■ **Problem**
Tally the lines in the listing below that contain the string "metal", treating case as significant, and give only the number.

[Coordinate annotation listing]
-*-
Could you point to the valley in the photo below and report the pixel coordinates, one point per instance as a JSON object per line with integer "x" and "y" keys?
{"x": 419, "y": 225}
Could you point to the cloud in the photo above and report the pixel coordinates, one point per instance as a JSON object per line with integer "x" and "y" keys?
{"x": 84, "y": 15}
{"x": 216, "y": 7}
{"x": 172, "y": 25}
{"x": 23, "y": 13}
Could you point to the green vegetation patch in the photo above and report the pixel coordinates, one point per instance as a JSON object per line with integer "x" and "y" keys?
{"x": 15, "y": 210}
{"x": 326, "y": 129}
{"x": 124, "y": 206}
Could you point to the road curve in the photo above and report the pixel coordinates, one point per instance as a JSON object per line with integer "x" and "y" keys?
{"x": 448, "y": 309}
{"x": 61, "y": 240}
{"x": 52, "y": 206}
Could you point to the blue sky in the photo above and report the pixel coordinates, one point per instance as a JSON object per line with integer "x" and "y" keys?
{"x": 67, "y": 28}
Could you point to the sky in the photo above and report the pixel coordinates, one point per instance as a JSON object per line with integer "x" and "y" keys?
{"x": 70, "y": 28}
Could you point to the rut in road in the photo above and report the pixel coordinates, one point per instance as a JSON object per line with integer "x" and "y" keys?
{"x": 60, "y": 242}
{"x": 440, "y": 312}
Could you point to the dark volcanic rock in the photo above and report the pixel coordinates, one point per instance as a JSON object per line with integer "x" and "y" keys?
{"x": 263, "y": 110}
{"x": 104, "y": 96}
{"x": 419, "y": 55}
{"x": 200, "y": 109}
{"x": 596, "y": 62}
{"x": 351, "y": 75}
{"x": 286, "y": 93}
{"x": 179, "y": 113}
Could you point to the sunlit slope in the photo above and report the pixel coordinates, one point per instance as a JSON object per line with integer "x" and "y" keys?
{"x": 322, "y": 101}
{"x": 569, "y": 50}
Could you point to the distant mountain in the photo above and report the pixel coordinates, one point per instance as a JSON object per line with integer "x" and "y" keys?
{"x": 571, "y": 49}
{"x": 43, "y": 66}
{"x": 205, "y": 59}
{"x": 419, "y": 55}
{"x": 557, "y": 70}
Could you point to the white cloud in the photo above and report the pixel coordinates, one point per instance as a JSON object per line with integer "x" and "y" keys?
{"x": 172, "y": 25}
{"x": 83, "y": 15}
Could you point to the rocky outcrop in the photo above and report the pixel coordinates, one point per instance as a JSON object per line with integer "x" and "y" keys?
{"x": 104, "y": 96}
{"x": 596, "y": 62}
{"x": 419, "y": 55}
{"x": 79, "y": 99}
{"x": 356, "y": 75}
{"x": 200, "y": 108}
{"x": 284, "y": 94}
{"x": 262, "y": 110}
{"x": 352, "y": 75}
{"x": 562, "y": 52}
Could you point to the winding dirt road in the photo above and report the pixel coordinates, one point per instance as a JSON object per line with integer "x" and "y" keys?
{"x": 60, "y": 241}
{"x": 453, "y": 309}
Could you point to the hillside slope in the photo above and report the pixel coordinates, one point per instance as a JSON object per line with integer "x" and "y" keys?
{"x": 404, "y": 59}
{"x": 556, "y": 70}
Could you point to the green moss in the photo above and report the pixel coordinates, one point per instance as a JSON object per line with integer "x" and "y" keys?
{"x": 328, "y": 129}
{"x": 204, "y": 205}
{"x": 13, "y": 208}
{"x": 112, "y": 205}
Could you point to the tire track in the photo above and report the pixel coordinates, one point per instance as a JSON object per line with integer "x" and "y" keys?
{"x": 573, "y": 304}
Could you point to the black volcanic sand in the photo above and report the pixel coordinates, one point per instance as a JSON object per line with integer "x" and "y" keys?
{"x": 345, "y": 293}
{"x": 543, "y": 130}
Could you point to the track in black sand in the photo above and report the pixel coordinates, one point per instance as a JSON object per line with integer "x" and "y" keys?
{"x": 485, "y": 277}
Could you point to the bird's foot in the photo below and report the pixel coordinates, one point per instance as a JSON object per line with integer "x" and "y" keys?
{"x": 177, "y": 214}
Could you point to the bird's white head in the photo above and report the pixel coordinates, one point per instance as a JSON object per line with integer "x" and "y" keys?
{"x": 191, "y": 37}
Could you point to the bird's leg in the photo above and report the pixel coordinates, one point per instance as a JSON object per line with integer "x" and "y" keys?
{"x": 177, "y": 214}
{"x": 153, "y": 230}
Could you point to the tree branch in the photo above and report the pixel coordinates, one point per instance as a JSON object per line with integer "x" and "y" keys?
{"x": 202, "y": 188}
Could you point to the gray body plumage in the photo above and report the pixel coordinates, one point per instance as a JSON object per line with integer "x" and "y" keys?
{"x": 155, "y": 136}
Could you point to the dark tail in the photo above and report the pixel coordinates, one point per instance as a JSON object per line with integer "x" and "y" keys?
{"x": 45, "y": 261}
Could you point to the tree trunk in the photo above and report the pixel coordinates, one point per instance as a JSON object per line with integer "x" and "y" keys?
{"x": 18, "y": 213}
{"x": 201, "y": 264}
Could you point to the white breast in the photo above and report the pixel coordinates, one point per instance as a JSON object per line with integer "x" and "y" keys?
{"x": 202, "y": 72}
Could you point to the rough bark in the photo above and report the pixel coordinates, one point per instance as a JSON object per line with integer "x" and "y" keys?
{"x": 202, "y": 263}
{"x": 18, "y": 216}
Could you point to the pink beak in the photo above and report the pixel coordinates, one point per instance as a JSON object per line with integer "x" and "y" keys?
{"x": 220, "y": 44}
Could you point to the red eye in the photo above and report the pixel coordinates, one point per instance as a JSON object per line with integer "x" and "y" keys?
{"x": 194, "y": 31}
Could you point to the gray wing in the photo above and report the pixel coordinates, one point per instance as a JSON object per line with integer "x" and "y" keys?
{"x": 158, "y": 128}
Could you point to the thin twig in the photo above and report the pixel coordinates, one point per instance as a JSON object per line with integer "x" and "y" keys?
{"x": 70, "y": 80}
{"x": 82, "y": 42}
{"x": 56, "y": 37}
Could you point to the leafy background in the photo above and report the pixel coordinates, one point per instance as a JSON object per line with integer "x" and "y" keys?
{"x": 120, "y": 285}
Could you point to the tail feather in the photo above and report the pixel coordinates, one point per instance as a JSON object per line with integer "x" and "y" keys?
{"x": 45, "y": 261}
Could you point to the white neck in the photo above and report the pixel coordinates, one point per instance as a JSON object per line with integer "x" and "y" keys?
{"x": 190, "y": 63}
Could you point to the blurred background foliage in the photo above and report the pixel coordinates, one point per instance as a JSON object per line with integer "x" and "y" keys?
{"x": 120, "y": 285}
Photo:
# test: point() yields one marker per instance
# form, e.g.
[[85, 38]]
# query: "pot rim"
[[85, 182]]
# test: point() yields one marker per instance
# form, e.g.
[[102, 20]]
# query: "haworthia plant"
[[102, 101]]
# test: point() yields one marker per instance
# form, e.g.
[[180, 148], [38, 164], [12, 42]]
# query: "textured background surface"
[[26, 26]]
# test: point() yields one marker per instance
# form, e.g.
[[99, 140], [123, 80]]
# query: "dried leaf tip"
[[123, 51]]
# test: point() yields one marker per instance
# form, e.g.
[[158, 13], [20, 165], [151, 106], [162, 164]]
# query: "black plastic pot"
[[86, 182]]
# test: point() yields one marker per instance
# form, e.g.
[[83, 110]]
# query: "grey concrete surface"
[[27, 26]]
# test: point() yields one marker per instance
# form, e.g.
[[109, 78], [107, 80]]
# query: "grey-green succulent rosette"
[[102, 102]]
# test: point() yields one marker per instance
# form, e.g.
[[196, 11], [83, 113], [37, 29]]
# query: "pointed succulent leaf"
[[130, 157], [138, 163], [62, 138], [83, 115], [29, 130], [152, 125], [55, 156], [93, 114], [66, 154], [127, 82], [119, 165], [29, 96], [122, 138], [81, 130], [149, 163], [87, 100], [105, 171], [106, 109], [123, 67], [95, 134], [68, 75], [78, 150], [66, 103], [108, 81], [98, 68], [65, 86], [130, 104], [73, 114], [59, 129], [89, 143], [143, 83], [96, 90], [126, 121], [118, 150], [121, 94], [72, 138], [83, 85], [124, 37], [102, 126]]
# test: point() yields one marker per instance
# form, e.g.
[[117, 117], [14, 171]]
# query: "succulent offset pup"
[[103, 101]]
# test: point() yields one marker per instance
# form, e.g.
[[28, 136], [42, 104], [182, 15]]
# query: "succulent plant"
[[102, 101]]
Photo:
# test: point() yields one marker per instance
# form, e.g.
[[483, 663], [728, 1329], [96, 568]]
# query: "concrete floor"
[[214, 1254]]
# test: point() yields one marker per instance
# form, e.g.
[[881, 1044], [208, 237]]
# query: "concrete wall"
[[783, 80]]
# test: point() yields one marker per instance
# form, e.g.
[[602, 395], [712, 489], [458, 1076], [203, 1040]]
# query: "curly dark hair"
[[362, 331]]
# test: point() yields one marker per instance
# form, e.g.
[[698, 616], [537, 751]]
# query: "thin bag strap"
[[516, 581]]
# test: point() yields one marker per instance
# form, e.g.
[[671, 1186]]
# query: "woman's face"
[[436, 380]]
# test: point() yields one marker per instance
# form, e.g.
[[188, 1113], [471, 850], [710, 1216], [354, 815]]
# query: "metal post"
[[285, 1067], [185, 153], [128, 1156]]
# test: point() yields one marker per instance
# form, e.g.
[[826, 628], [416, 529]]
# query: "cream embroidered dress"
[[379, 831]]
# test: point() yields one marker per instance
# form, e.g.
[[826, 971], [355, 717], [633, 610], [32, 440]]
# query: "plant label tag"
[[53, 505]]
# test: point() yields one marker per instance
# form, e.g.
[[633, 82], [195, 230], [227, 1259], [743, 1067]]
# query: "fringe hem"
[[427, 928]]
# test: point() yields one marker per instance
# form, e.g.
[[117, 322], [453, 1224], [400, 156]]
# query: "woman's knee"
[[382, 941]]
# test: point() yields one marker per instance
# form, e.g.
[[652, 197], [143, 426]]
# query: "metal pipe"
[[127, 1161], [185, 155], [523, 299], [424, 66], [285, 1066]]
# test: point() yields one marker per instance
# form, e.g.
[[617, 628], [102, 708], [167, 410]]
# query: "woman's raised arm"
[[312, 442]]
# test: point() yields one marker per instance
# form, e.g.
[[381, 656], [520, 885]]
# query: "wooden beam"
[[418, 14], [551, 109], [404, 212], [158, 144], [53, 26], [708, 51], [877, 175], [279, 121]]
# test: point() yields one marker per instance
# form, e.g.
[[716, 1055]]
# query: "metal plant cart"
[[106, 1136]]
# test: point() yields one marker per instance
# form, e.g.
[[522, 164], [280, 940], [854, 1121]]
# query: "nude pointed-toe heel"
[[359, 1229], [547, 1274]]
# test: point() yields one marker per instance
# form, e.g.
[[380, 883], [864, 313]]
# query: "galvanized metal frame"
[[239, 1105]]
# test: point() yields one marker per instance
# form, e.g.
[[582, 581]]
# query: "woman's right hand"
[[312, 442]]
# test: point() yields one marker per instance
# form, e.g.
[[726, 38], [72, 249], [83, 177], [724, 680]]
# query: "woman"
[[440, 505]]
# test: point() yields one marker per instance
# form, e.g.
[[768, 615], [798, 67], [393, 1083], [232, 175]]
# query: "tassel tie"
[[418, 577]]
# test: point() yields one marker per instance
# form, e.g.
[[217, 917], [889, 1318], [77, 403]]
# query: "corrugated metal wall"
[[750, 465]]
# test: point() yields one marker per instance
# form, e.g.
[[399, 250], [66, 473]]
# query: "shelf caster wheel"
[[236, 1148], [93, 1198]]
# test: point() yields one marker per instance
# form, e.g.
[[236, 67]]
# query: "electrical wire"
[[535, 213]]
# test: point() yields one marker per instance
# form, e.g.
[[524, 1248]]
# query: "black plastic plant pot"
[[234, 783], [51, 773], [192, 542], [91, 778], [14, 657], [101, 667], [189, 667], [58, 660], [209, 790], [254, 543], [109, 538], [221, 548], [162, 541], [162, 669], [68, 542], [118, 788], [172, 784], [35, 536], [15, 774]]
-*-
■ **Exercise output**
5